A block of data:
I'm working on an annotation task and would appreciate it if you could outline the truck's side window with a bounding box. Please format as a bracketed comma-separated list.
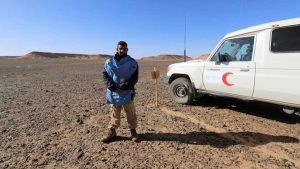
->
[211, 36, 254, 62]
[271, 25, 300, 52]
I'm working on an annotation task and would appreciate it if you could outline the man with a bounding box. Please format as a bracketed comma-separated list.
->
[101, 41, 138, 142]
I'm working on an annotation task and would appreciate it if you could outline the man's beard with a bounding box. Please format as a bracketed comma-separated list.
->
[118, 53, 127, 57]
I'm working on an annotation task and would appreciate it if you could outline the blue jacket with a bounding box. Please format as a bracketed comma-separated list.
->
[102, 54, 138, 106]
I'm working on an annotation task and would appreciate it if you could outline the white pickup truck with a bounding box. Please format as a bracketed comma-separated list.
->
[164, 18, 300, 114]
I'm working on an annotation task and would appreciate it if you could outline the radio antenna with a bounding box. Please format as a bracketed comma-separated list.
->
[183, 15, 186, 62]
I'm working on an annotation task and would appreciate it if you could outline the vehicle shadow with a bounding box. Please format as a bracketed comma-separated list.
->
[191, 96, 300, 124]
[139, 132, 299, 148]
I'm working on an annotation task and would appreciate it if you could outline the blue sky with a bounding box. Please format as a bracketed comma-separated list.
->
[0, 0, 300, 58]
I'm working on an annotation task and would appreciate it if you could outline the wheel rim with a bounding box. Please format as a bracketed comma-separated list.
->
[175, 85, 187, 97]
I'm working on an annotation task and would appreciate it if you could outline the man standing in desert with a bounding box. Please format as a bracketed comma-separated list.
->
[101, 41, 139, 142]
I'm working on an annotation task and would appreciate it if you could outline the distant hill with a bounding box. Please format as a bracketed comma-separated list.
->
[19, 52, 111, 59]
[194, 54, 209, 60]
[140, 55, 192, 61]
[0, 56, 20, 59]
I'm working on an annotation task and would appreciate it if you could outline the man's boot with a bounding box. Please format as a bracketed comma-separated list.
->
[101, 128, 117, 143]
[130, 129, 138, 142]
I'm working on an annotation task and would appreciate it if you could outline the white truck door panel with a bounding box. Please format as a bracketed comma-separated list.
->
[203, 35, 255, 97]
[203, 61, 255, 96]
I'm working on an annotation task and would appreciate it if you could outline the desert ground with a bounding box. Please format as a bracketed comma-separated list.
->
[0, 59, 300, 169]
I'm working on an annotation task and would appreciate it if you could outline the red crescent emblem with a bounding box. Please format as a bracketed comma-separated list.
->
[222, 72, 234, 86]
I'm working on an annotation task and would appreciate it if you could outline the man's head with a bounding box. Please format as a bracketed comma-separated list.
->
[117, 41, 128, 56]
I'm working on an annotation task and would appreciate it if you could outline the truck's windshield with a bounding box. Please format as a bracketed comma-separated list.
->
[211, 36, 254, 62]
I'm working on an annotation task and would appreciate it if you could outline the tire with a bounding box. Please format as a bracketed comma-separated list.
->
[169, 78, 195, 104]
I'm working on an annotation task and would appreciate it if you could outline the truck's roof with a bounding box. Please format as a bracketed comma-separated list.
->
[225, 18, 300, 38]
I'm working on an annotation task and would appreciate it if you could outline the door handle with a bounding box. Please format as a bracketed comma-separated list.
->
[208, 68, 220, 71]
[240, 69, 250, 72]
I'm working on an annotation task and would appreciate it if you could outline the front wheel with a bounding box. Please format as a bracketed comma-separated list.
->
[169, 78, 195, 104]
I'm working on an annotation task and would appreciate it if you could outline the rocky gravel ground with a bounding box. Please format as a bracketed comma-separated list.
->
[0, 59, 300, 169]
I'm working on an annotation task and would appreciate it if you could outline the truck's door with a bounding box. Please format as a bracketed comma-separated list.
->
[203, 36, 255, 96]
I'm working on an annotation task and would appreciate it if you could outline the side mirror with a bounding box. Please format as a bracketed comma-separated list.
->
[215, 52, 222, 65]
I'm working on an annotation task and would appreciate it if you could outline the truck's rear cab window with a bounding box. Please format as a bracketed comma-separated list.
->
[271, 25, 300, 52]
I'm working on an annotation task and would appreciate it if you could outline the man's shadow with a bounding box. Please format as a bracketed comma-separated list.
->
[139, 132, 299, 148]
[189, 96, 300, 124]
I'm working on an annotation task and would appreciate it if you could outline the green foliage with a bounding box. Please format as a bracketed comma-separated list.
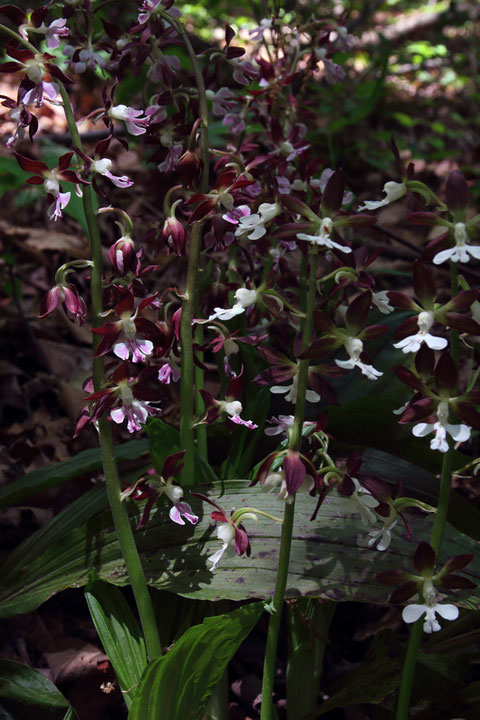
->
[0, 660, 72, 720]
[128, 603, 263, 720]
[0, 440, 148, 508]
[0, 476, 480, 617]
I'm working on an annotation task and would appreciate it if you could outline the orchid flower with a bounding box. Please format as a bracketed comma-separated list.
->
[107, 105, 150, 135]
[358, 180, 407, 212]
[90, 158, 133, 188]
[235, 203, 281, 240]
[412, 400, 471, 453]
[122, 450, 198, 529]
[402, 603, 459, 634]
[433, 222, 480, 265]
[208, 288, 258, 321]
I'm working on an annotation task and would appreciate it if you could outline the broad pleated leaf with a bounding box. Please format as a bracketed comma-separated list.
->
[128, 603, 263, 720]
[0, 440, 148, 509]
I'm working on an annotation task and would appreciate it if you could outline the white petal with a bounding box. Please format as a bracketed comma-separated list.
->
[393, 333, 425, 353]
[110, 407, 126, 424]
[270, 385, 293, 395]
[208, 304, 245, 320]
[335, 358, 355, 370]
[113, 343, 130, 360]
[433, 248, 456, 265]
[207, 545, 228, 572]
[465, 245, 480, 260]
[358, 198, 390, 212]
[402, 603, 427, 623]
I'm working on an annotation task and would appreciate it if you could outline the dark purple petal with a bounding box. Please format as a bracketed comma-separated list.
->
[413, 542, 435, 575]
[445, 312, 480, 335]
[359, 324, 388, 340]
[38, 285, 62, 317]
[413, 260, 437, 310]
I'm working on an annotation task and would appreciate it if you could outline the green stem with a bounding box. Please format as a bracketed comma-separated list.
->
[396, 447, 453, 720]
[430, 444, 453, 555]
[450, 261, 460, 370]
[59, 83, 162, 660]
[260, 252, 317, 720]
[194, 324, 208, 460]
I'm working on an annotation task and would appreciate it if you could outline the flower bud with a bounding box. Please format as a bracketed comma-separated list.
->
[108, 235, 137, 275]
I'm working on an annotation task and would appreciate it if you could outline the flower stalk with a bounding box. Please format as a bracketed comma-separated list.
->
[167, 12, 209, 478]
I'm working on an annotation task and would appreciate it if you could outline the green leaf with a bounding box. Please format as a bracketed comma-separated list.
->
[0, 660, 70, 720]
[128, 603, 263, 720]
[0, 480, 480, 617]
[85, 578, 147, 708]
[2, 485, 108, 581]
[0, 440, 148, 509]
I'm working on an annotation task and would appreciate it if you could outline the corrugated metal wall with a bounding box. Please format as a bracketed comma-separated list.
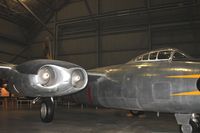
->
[0, 19, 26, 63]
[29, 0, 200, 69]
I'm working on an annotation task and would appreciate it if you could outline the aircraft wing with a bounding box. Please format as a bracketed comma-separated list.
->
[0, 59, 88, 97]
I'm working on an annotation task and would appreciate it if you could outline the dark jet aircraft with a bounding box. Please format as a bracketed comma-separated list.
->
[0, 60, 88, 122]
[0, 48, 200, 133]
[73, 48, 200, 133]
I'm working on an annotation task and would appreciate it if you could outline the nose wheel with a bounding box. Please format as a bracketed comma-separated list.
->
[40, 98, 55, 123]
[175, 114, 200, 133]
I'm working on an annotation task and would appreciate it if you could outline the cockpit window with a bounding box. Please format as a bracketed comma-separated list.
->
[158, 51, 171, 59]
[173, 52, 187, 60]
[143, 54, 149, 60]
[150, 52, 157, 60]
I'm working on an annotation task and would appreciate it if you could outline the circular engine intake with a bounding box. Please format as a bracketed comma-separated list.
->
[197, 78, 200, 91]
[38, 66, 56, 86]
[71, 69, 87, 88]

§ WHAT TO DO: Pull every line of the items above out of the block and copy each one word for word. Leave the pictures out of your answer.

§ FINISHED TASK:
I'm working on an annotation task and would appreciate it if you could outline the truck's side window with a bounding box. Please format as a bracketed comma-separated list.
->
[211, 36, 254, 62]
[271, 25, 300, 52]
I'm working on an annotation task and would appreciate it if you could outline the man with a bounding box. Please format as a bracketed comma-separated list.
->
[101, 41, 138, 142]
I'm working on an annotation task and would appreciate it if you could outline the man's beard with a bounding box. Please format as a bracketed comma-separated list.
->
[118, 53, 127, 57]
I'm working on an annotation task and would appreciate it if you could outline the blue jacket with a bounding box. Please format as a bracketed comma-separated list.
->
[102, 54, 138, 106]
I'm working on an annotation task and would appreciate it if you could outline the white pickup truck with a bounding box. Please format as a bracketed comma-separated list.
->
[164, 18, 300, 114]
I'm working on an annotation task and would appreciate it if you could outline the radio antenna with a bounding box. Please format as a bracketed comma-separated list.
->
[183, 15, 186, 62]
I'm working on an annotation task and would appreciate it if you could outline the vehicle shadow with a bounding box. Please format as a bracketed comma-separated list.
->
[191, 96, 300, 124]
[139, 132, 299, 148]
I'm working on an annotation task and would appreciate it if you could outline the blue sky with a bounding box. Please format as a bracketed comma-separated list.
->
[0, 0, 300, 58]
I'm working on an annotation task and would appreciate it if you could outline the wheel rim with a bounding box. Please format as a bracketed comma-separated list.
->
[175, 85, 187, 97]
I'm working on an annotation task and would appreciate it if you could outline the man standing in desert with a bounding box. Please format as a bracketed comma-separated list.
->
[101, 41, 139, 142]
I'm working on an annotation task and would appreciate it if you could outline the distant hill with a bounding box. Please format as a bracketed comma-separated list.
->
[19, 52, 111, 59]
[194, 54, 209, 60]
[140, 55, 192, 61]
[0, 56, 20, 59]
I'm working on an annotation task and would appreciate it if you could outline the man's boot with a bounding box. Please format as a bracketed comma-separated list.
->
[101, 128, 117, 143]
[130, 129, 138, 142]
I'm working on an annotation task and would appreciate it if you could outline the white truck door panel with a bounding box. Please format as a bracketed comma-separated list.
->
[203, 35, 255, 97]
[203, 61, 255, 96]
I'm working on an annotation task and would appreciate it if you could outline the desert ground with a bounding box. Please format as a bracketed comma-separated list.
->
[0, 59, 300, 169]
I'm working on an annotation task and would appreciate it if you could outline the red crescent emblem with a bounding box. Please format as a bracketed comma-separated list.
->
[222, 72, 234, 86]
I'm working on an annotation task and would appreciate it if you could outline the man's head with a bounding box. Please format as a bracketed comma-separated list.
->
[117, 41, 128, 56]
I'm working on an annotation task and would appreciate it if you could outline the truck's windshield with a bounding box. Please format as a bracketed comma-separated list.
->
[211, 36, 254, 62]
I'm working on an annotation task and would appreciate it if you could outline the tire with a bounding box. Please format as a bracketed comma-separated list.
->
[169, 78, 195, 104]
I'm working on an annotation task and would appreciate it if you could outline the truck's roof with a bounding box. Please format as a bracketed comma-separated list.
->
[225, 18, 300, 38]
I'm working on an annotation task and would appreciate it if you could outline the door handle with a bounding box. Please format as a bracketed comma-separated list.
->
[208, 68, 220, 71]
[240, 69, 250, 72]
I'm working on an annotation task and would appreciate it if you could outline the front wheel with a bounding box. Please format as a bracketed comma-separated list.
->
[169, 78, 195, 104]
I'm working on an annotation task and would appreciate it if you could outline the rocky gravel ground with a bounding box. Please format as a bracketed comma-separated list.
->
[0, 59, 300, 169]
I'm working on an annotation task and would appreciate it if you could outline the truck's door with a bounding box. Please format as a bracketed comma-separated list.
->
[203, 36, 255, 96]
I'm working on an annotation task and would appreciate it if you could outline the side mirror with a bounding box. Please format as a bracketed comma-separated list.
->
[215, 52, 222, 65]
I'm working on an annotation task and would appreciate it if you could outline the truck's rear cab window with a bounding box. Please format as a bracketed comma-separated list.
->
[271, 25, 300, 52]
I'm working on an annotation task and would appreciate it if you could outline the man's shadow with a bounding box. Please format as a bracketed comma-separated list.
->
[139, 132, 299, 148]
[189, 96, 300, 124]
I'm working on an annotation task and would appreciate it if you could outline the green foliage with a bounding box. Please format as a bracketed comma-separated list.
->
[0, 660, 72, 720]
[128, 603, 263, 720]
[0, 440, 148, 508]
[0, 476, 480, 617]
I'm working on an annotation task and would appreciate it if you could outline the orchid flower with a bounding box. Please format as a bracketed comma-separated list.
->
[107, 105, 150, 135]
[358, 180, 407, 212]
[90, 158, 133, 188]
[235, 203, 281, 240]
[412, 400, 471, 453]
[122, 450, 198, 529]
[402, 603, 459, 634]
[433, 222, 480, 265]
[208, 288, 258, 321]
I'm working on an annotation task and would appreciate it if you could outline the broad pleated leaf with a bounding box. Please format as a bracketed comma-separated list.
->
[128, 603, 263, 720]
[0, 440, 148, 509]
I'm working on an annotation task and would appreciate it if you could outline the white petal with a bounding box. Please format as a bracketed comma-separated list.
->
[393, 333, 425, 353]
[110, 407, 126, 424]
[270, 385, 293, 395]
[208, 304, 245, 320]
[335, 358, 355, 370]
[113, 343, 130, 360]
[433, 248, 456, 265]
[207, 545, 228, 572]
[465, 245, 480, 260]
[358, 198, 390, 212]
[402, 603, 427, 623]
I'm working on an annotation task and would appreciate it if you could outline the dark purple petal with a bounding box. Please format as a bracketed comma-separated list.
->
[413, 542, 435, 575]
[445, 312, 480, 335]
[359, 324, 388, 340]
[38, 285, 62, 317]
[413, 260, 437, 310]
I'm working on an annotation task and would appreciate it if you could outline the green stem with a bounding box. Please format as a bracketed comma-separated list.
->
[396, 447, 453, 720]
[430, 444, 453, 555]
[450, 261, 460, 370]
[59, 83, 162, 660]
[260, 252, 317, 720]
[194, 324, 208, 460]
I'm working on an annotation task and would appreciate it if you could outline the flower bud with a bounding box. Please format as a bracketed comma-separated list.
->
[108, 235, 137, 275]
I'm working on an annotation task and would appreciate it if you could outline the flower stalk with a bounding box. Please format as a bracketed comma-separated list.
->
[167, 12, 209, 478]
I'm working on an annotation task and would appreciate it if you could outline the green leaf with a bounding box. Please format as a bracketed comma-separated list.
->
[0, 660, 70, 720]
[128, 603, 263, 720]
[0, 480, 480, 617]
[85, 578, 147, 708]
[2, 485, 108, 581]
[0, 440, 148, 509]
I'm working on an annotation task and would appreciate it if you could outline the corrugated metal wall with a bounding box. Please format as a bracketed comma-separated list.
->
[0, 19, 26, 63]
[29, 0, 200, 69]
I'm working on an annotation task and would appreciate it if you could outline the aircraft wing with a bounding box. Please format as a bracketed comma-separated list.
->
[0, 59, 88, 97]
I'm working on an annotation task and would appreciate it if you could outline the dark jet aircraft with a bounding box. Please format as a bracketed comma-separated list.
->
[0, 60, 88, 122]
[0, 48, 200, 133]
[73, 48, 200, 133]
I'm working on an annotation task and would appreciate it if you could outline the nose wheel with a bounding box. Please format as a bracketed comma-separated list.
->
[40, 98, 55, 123]
[175, 114, 200, 133]
I'm working on an annotation task and would appreciate it if you could outline the cockpit window with a bounding box. Please format as a bracketed comma-separated list.
->
[158, 51, 171, 59]
[173, 52, 187, 60]
[143, 54, 149, 60]
[150, 52, 157, 60]
I'm working on an annotation task and would appreciate it if you could outline the circular engine intake with a bounding box. Please format as a bracketed comma-separated list.
->
[197, 78, 200, 91]
[38, 66, 56, 86]
[71, 69, 87, 88]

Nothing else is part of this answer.